## BEGIN

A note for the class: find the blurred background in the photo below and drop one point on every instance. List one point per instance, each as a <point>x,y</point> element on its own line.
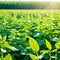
<point>29,4</point>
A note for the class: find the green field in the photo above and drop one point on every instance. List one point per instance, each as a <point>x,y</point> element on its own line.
<point>29,34</point>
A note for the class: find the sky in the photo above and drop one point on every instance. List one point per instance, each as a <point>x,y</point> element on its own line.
<point>33,0</point>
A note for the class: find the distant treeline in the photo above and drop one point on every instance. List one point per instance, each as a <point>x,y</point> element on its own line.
<point>29,5</point>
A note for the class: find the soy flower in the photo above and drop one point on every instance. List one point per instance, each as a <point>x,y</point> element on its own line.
<point>2,50</point>
<point>13,48</point>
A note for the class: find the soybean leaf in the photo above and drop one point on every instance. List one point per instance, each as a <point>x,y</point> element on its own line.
<point>33,44</point>
<point>48,45</point>
<point>8,57</point>
<point>33,57</point>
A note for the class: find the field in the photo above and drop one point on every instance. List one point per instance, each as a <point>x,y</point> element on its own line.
<point>29,34</point>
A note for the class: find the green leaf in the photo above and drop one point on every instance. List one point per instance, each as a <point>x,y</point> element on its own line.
<point>33,44</point>
<point>4,38</point>
<point>54,50</point>
<point>8,57</point>
<point>7,46</point>
<point>57,45</point>
<point>44,51</point>
<point>48,45</point>
<point>33,57</point>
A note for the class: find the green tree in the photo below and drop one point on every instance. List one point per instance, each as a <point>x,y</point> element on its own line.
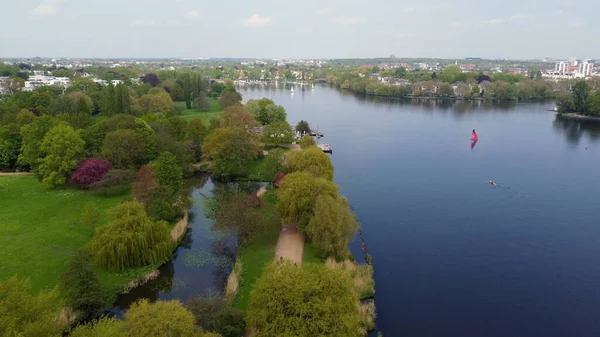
<point>131,239</point>
<point>312,300</point>
<point>333,226</point>
<point>124,149</point>
<point>91,216</point>
<point>168,172</point>
<point>232,150</point>
<point>298,194</point>
<point>312,160</point>
<point>580,92</point>
<point>307,141</point>
<point>26,315</point>
<point>63,148</point>
<point>278,134</point>
<point>81,287</point>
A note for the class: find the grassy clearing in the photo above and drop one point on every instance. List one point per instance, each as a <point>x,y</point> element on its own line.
<point>205,115</point>
<point>42,227</point>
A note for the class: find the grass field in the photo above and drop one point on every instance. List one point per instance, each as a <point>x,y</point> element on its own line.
<point>40,229</point>
<point>205,115</point>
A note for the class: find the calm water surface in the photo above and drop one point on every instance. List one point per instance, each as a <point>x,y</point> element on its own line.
<point>453,255</point>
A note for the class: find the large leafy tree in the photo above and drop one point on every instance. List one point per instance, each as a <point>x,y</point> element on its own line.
<point>298,194</point>
<point>312,300</point>
<point>278,134</point>
<point>312,160</point>
<point>63,148</point>
<point>124,149</point>
<point>232,150</point>
<point>24,314</point>
<point>131,239</point>
<point>332,226</point>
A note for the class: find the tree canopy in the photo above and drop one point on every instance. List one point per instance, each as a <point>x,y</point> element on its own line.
<point>312,300</point>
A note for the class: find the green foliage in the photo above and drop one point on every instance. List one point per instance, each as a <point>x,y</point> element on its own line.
<point>333,226</point>
<point>232,150</point>
<point>215,313</point>
<point>26,315</point>
<point>312,160</point>
<point>131,239</point>
<point>168,172</point>
<point>307,141</point>
<point>278,134</point>
<point>312,300</point>
<point>298,194</point>
<point>91,216</point>
<point>105,327</point>
<point>124,149</point>
<point>81,287</point>
<point>63,148</point>
<point>10,146</point>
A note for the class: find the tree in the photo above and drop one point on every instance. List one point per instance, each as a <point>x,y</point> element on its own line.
<point>124,149</point>
<point>215,313</point>
<point>312,300</point>
<point>312,160</point>
<point>33,134</point>
<point>298,194</point>
<point>131,239</point>
<point>238,117</point>
<point>168,172</point>
<point>232,150</point>
<point>10,145</point>
<point>580,92</point>
<point>278,134</point>
<point>81,287</point>
<point>307,141</point>
<point>89,171</point>
<point>302,127</point>
<point>196,131</point>
<point>91,216</point>
<point>333,226</point>
<point>163,318</point>
<point>63,148</point>
<point>228,99</point>
<point>23,314</point>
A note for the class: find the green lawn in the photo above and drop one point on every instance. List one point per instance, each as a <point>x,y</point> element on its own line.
<point>205,115</point>
<point>40,229</point>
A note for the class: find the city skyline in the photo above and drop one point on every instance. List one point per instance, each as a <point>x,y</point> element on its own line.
<point>312,29</point>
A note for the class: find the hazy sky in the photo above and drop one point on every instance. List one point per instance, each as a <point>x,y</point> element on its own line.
<point>300,29</point>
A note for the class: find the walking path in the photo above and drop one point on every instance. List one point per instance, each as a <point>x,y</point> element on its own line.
<point>290,245</point>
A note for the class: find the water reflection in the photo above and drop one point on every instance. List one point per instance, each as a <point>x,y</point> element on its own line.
<point>574,129</point>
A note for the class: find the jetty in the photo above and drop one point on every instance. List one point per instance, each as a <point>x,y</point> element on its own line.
<point>326,148</point>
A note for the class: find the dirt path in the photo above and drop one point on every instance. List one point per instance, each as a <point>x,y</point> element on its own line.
<point>290,245</point>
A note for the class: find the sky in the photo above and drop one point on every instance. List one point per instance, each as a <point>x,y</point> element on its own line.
<point>513,29</point>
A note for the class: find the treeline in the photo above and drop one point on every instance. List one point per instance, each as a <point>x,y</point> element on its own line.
<point>582,99</point>
<point>450,83</point>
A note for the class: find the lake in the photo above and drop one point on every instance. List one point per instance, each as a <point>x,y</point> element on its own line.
<point>454,255</point>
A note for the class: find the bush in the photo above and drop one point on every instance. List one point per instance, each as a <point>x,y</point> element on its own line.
<point>90,171</point>
<point>115,182</point>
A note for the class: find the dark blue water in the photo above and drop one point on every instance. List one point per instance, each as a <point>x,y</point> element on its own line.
<point>453,255</point>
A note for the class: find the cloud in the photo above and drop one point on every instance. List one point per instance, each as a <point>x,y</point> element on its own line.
<point>143,22</point>
<point>349,20</point>
<point>45,10</point>
<point>494,21</point>
<point>323,11</point>
<point>257,20</point>
<point>192,15</point>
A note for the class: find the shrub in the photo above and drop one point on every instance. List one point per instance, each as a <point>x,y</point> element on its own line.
<point>89,171</point>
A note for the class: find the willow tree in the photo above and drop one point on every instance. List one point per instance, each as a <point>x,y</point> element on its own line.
<point>298,194</point>
<point>311,160</point>
<point>131,239</point>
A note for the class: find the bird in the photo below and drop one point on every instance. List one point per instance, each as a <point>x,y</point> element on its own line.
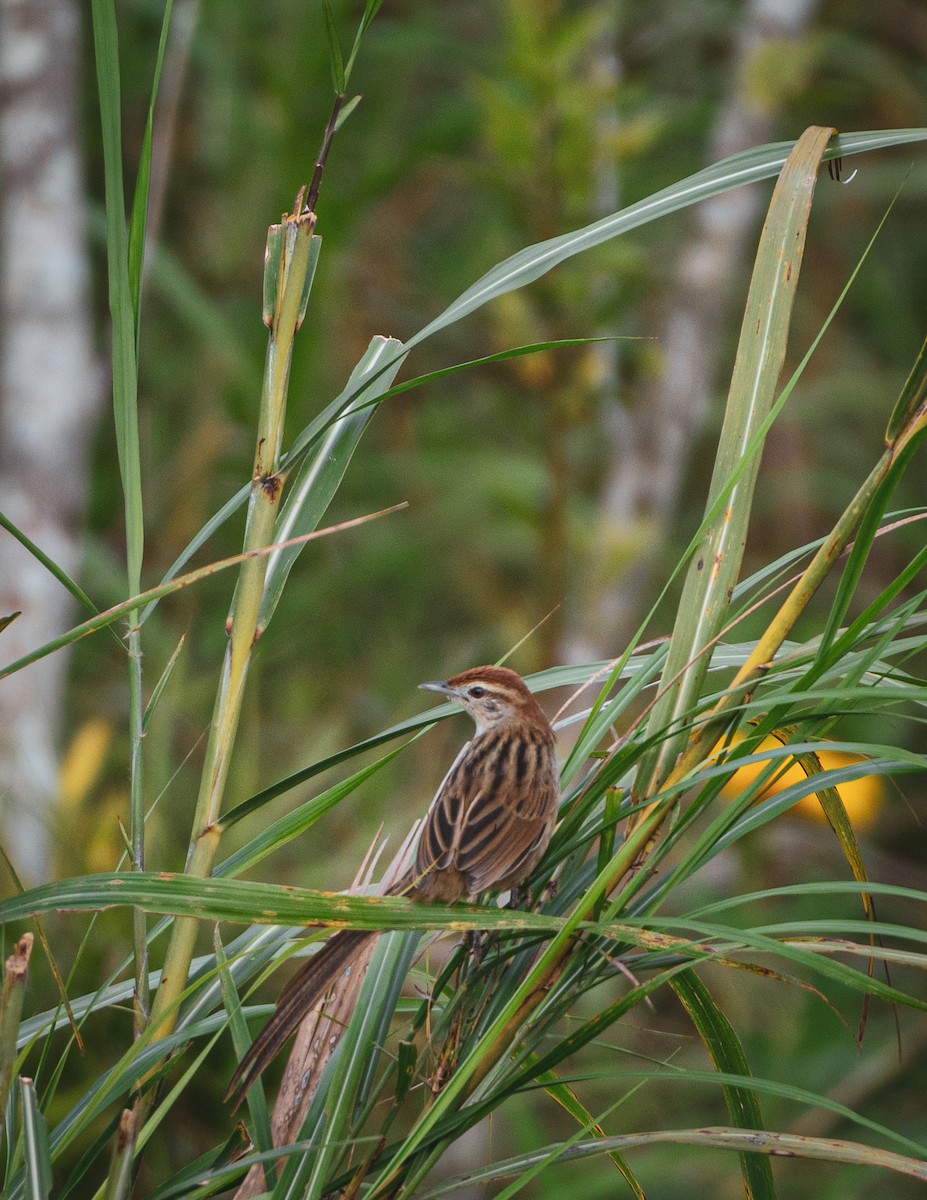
<point>485,831</point>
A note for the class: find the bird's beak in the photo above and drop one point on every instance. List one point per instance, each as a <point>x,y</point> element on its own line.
<point>437,685</point>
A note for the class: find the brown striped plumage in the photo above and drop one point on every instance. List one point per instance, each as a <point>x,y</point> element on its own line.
<point>486,829</point>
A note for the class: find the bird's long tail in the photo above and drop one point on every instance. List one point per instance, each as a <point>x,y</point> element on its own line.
<point>299,997</point>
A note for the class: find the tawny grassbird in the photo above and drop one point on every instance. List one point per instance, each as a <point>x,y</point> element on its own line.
<point>486,829</point>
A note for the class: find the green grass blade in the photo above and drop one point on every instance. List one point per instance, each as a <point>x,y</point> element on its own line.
<point>138,220</point>
<point>321,475</point>
<point>125,377</point>
<point>727,1054</point>
<point>35,1145</point>
<point>715,568</point>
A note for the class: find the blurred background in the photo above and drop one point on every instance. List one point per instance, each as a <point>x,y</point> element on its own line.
<point>557,486</point>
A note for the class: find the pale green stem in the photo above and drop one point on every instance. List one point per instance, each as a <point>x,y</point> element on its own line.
<point>265,492</point>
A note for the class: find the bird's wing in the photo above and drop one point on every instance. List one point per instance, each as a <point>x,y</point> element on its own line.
<point>492,811</point>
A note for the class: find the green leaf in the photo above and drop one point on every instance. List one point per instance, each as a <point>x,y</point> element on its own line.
<point>727,1054</point>
<point>716,564</point>
<point>321,474</point>
<point>35,1145</point>
<point>125,377</point>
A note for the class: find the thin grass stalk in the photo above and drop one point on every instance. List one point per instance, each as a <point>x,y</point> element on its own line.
<point>11,1011</point>
<point>288,259</point>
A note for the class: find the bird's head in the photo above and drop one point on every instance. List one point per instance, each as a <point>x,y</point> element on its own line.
<point>492,696</point>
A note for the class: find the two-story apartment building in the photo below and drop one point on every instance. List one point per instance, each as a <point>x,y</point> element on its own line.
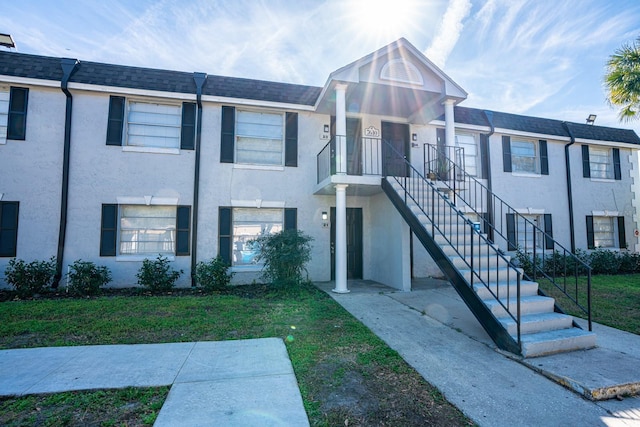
<point>112,164</point>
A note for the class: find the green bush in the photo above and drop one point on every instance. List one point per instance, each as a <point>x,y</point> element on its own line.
<point>86,278</point>
<point>284,255</point>
<point>603,261</point>
<point>29,279</point>
<point>157,275</point>
<point>213,275</point>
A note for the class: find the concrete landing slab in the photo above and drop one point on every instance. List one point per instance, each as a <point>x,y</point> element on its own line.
<point>597,374</point>
<point>248,401</point>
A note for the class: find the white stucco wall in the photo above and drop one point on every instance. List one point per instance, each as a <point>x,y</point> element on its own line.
<point>389,245</point>
<point>31,173</point>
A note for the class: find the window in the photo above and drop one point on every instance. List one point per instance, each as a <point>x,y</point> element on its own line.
<point>154,125</point>
<point>468,143</point>
<point>248,224</point>
<point>526,231</point>
<point>13,113</point>
<point>259,138</point>
<point>237,226</point>
<point>8,228</point>
<point>524,156</point>
<point>144,230</point>
<point>601,162</point>
<point>605,231</point>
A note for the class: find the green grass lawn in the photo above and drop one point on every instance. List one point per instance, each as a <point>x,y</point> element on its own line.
<point>615,300</point>
<point>335,357</point>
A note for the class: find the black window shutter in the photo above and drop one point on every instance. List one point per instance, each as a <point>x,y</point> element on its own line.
<point>512,242</point>
<point>484,155</point>
<point>17,121</point>
<point>586,167</point>
<point>115,124</point>
<point>188,129</point>
<point>548,229</point>
<point>617,174</point>
<point>183,230</point>
<point>225,233</point>
<point>109,230</point>
<point>290,219</point>
<point>591,238</point>
<point>8,228</point>
<point>622,239</point>
<point>506,153</point>
<point>544,158</point>
<point>227,136</point>
<point>291,140</point>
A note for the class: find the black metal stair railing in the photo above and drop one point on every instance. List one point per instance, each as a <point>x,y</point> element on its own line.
<point>540,255</point>
<point>479,261</point>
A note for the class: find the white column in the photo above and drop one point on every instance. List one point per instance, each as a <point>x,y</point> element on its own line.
<point>341,239</point>
<point>449,126</point>
<point>341,129</point>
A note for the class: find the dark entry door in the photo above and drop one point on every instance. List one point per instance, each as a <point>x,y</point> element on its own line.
<point>354,145</point>
<point>397,136</point>
<point>354,243</point>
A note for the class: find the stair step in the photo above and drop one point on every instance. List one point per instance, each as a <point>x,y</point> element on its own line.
<point>550,342</point>
<point>504,289</point>
<point>528,305</point>
<point>501,274</point>
<point>539,322</point>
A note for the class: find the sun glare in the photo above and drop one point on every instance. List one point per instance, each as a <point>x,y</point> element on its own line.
<point>383,17</point>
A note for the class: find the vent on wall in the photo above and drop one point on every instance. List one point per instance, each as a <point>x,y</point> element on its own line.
<point>401,71</point>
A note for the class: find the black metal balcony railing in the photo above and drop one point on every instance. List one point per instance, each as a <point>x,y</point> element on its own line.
<point>364,157</point>
<point>540,255</point>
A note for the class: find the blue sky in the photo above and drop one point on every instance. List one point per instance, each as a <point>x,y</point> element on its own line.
<point>540,57</point>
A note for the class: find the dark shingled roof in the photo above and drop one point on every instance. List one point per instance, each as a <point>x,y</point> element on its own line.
<point>474,116</point>
<point>48,68</point>
<point>95,73</point>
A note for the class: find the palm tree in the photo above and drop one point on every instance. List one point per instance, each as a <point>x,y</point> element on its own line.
<point>623,80</point>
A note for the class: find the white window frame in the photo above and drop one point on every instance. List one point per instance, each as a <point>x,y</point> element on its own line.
<point>598,229</point>
<point>243,255</point>
<point>239,135</point>
<point>177,128</point>
<point>524,231</point>
<point>536,156</point>
<point>474,157</point>
<point>170,227</point>
<point>600,153</point>
<point>5,94</point>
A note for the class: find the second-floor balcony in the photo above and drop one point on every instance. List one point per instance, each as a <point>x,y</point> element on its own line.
<point>361,169</point>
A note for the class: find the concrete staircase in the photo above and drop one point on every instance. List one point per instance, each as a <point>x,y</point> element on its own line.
<point>494,279</point>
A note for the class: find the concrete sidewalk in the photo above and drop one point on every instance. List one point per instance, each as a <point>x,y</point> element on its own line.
<point>230,383</point>
<point>437,335</point>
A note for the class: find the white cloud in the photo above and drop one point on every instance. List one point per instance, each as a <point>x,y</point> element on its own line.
<point>448,32</point>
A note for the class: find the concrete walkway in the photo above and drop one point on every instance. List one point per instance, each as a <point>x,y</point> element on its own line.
<point>435,332</point>
<point>230,383</point>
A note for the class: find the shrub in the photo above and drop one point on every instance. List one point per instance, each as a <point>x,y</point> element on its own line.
<point>32,278</point>
<point>213,275</point>
<point>284,255</point>
<point>603,261</point>
<point>86,278</point>
<point>157,275</point>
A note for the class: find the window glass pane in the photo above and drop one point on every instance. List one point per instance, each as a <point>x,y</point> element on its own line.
<point>153,125</point>
<point>601,163</point>
<point>603,232</point>
<point>527,230</point>
<point>259,138</point>
<point>4,109</point>
<point>147,229</point>
<point>524,156</point>
<point>248,224</point>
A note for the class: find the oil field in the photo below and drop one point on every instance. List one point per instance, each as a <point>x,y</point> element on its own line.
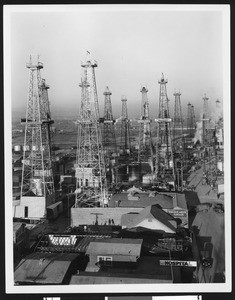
<point>117,200</point>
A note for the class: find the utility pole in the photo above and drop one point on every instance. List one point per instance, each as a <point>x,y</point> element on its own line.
<point>91,185</point>
<point>37,186</point>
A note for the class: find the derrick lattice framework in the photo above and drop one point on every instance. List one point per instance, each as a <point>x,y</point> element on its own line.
<point>178,121</point>
<point>37,175</point>
<point>205,119</point>
<point>164,155</point>
<point>109,137</point>
<point>125,126</point>
<point>90,165</point>
<point>145,142</point>
<point>191,124</point>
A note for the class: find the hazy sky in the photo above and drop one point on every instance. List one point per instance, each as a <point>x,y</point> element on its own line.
<point>132,48</point>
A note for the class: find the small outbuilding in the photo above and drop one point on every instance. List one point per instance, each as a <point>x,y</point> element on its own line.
<point>153,218</point>
<point>107,251</point>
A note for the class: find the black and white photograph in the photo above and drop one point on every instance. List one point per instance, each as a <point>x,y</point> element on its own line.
<point>117,149</point>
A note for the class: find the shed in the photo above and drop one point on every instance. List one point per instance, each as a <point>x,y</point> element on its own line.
<point>152,218</point>
<point>113,249</point>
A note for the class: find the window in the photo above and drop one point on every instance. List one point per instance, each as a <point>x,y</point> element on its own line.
<point>105,260</point>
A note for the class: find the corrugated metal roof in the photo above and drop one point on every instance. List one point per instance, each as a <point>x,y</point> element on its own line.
<point>145,200</point>
<point>130,247</point>
<point>44,268</point>
<point>54,204</point>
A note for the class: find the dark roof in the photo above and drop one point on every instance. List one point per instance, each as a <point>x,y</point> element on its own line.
<point>44,268</point>
<point>114,246</point>
<point>147,270</point>
<point>145,199</point>
<point>149,212</point>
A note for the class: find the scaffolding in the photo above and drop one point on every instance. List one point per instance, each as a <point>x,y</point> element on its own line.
<point>37,174</point>
<point>164,169</point>
<point>91,185</point>
<point>145,151</point>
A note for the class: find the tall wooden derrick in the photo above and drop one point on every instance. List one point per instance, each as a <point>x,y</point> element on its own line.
<point>37,186</point>
<point>145,151</point>
<point>91,186</point>
<point>109,136</point>
<point>164,169</point>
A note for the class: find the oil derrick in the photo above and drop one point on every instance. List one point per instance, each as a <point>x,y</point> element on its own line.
<point>90,166</point>
<point>178,141</point>
<point>125,127</point>
<point>178,123</point>
<point>109,138</point>
<point>145,143</point>
<point>37,187</point>
<point>190,121</point>
<point>164,157</point>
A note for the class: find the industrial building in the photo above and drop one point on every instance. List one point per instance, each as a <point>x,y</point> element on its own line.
<point>128,196</point>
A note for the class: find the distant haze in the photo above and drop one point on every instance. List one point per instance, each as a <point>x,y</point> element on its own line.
<point>132,47</point>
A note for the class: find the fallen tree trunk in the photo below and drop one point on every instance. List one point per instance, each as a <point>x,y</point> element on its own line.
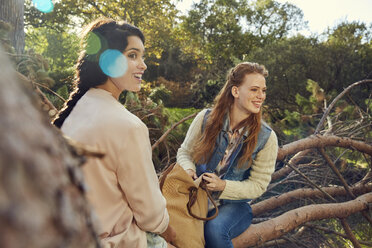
<point>257,234</point>
<point>318,141</point>
<point>285,198</point>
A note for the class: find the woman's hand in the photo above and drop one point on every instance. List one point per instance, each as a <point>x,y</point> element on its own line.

## END

## [Request]
Reproduce the data verbatim, beginning at its first line and stopping after the line that contains "<point>29,4</point>". Leave the picture out of your copy.

## [Complete answer]
A note for the class: find the blurred background in the photo below and drop one point on every instance. List one point per instance, each as a <point>x,y</point> element on its own line.
<point>29,4</point>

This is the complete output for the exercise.